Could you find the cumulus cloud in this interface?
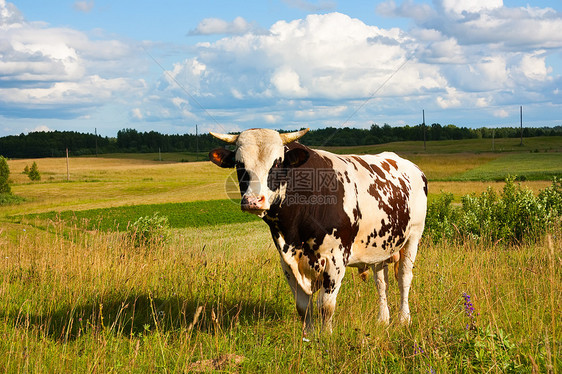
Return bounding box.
[188,17,255,35]
[0,0,562,132]
[74,0,94,13]
[0,0,143,118]
[283,0,336,13]
[147,5,562,131]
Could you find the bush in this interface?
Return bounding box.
[426,177,562,243]
[127,213,170,247]
[27,162,41,181]
[0,156,12,194]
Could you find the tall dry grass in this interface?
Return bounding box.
[0,222,562,373]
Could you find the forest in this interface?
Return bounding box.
[0,123,562,158]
* * * * *
> [AIM OF THE EXERCISE]
Reproduce the entire listing above word for word, leaving out the picture.

> [SOLUTION TO THIS EXERCISE]
Could you find the cumulus cloud in this interface?
Return bounding box.
[188,17,255,35]
[0,0,562,132]
[74,0,94,13]
[0,0,143,118]
[283,0,336,13]
[147,5,562,131]
Could you find the bush in this interface?
Return bounding box.
[426,177,562,243]
[127,213,170,247]
[27,162,41,181]
[0,156,12,194]
Could you find the tall dry grass in this interface?
Return bounding box.
[0,222,562,373]
Could you find the forest in this interface?
Return bounding box.
[0,123,562,158]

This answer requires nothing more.